◆ SOURCE TEXT ◆
________________________________________

|Women in warfare|
|Monday, 26 August 2013|
On 13 June, Words and Deeds: Women, Warfare and Caregiving opened at Surgeons’ Hall Museum – a new exhibition run in partnership with the University of Edinburgh
Words and Deeds spans the period from the Crimean War to the Second World War and tells the often neglected and understated story of women in warfare. By using the women’s own words, the exhibition narrative provides a deeply personal and compassionate view of caregiving during war.
The exhibition runs through the military surgery section of the RCSEd’s Pathology Museum and starts with the story of Edinburgh graduate and military surgeon ‘Dr James Miranda Barry’ – aka Margaret Bulkley. Barry rose through the ranks to the position of Inspector General (equivalent to Major General) before the discovery was made, on her death, that she was a woman. During the Crimean War (1854-56) casualties were sent to Barry’s hospital in Corfu, which had the highest recovery rates of the campaign. Barry died in 1865, the same year that Elizabeth Garrett became the ‘first’ female to qualify as a physician in Britain.

________________________________________

◆ REQUIRED ACTIONS ◆
A – In the text on women in warfare, what rank did Barry reach before her death?
B – Translate this sentence from the text on women in warfare into French: "Barry died in 1865, the same year that Elizabeth Garrett became the ‘first’ female to qualify as a physician in Britain."
C – Continue the text on women in warfare from its last sentence, writing one more paragraph.

Images for locating objects
________________________________________

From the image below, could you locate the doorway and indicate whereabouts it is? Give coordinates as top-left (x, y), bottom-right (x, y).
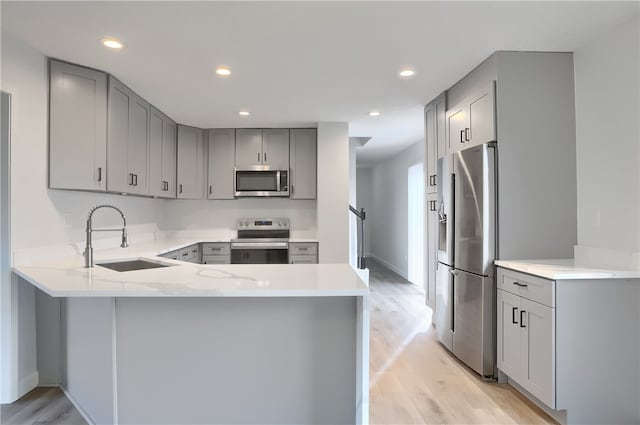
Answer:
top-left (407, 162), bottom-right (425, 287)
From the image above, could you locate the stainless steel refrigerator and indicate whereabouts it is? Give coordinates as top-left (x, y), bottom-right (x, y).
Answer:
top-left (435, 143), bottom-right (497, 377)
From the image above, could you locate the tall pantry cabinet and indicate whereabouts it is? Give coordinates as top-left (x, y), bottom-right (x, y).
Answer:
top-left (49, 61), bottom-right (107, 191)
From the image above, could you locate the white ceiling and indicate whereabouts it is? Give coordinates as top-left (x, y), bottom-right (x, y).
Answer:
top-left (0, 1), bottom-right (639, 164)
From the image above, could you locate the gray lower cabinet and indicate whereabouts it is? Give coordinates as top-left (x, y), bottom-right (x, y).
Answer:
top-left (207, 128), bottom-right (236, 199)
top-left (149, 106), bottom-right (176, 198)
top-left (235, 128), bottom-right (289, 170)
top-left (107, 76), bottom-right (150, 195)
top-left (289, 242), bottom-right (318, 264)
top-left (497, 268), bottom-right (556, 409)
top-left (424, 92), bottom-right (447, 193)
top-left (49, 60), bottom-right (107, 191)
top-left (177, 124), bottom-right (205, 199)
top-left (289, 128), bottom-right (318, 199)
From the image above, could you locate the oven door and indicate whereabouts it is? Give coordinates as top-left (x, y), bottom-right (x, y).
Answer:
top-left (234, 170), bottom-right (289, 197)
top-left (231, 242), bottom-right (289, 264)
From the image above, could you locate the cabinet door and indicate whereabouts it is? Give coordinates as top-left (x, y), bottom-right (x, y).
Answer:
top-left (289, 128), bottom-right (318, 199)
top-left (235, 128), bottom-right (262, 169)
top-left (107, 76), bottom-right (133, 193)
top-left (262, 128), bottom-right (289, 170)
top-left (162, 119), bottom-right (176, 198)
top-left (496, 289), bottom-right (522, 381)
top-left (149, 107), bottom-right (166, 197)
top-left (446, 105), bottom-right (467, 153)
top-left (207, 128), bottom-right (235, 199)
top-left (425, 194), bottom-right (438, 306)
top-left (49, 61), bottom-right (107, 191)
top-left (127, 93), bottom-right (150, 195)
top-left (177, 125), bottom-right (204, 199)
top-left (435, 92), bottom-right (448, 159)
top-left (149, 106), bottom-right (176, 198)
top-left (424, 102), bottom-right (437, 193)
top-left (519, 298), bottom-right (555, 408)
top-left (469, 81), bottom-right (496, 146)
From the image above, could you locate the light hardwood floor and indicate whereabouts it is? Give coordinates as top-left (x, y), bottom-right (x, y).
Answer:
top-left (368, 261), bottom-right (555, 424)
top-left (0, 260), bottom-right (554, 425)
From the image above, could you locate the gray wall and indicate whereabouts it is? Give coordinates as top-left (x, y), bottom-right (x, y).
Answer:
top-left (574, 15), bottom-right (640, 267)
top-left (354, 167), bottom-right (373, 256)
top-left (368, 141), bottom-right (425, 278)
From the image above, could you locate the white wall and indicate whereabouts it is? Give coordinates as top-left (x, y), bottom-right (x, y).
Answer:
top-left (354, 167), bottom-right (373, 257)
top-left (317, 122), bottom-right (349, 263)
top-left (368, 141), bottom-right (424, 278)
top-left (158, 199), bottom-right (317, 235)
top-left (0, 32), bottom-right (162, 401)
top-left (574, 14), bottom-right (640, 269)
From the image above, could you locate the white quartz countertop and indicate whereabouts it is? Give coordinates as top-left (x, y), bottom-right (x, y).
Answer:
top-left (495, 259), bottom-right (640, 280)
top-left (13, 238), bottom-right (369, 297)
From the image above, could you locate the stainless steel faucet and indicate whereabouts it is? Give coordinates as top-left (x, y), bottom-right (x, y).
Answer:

________________________________________

◆ PER-TASK ANSWERS ◆
A – Inspector General, equivalent to Major General.

B – Barry est morte en 1865, l'année même où Elizabeth Garrett devint la « première » femme à obtenir sa qualification de médecin en Grande-Bretagne.

C –
During the Crimean War, the desperate shortage of medical staff and facilities led to over half a million soldiers dying from wounds, disease, starvation and cold exposure. Women from all social backgrounds and nationalities travelled to the Crimea to give care. Mary Seacole, daughter of a Scottish soldier father and Jamaican mother, cared for the wounded from all sides and was known as ‘Mother Seacole’. Although her application to join Florence Nightingale’s nursing team was refused, Seacole travelled to the Crimea at her own expense and set up the ‘British Hotel’ with her relative Thomas Day. The British Hotel was used by Seacole to provide food, and treatment based on herbal remedies. Seacole would also travel by mule to the front lines of battle to take food, medicine and wine to the wounded and dying on both sides.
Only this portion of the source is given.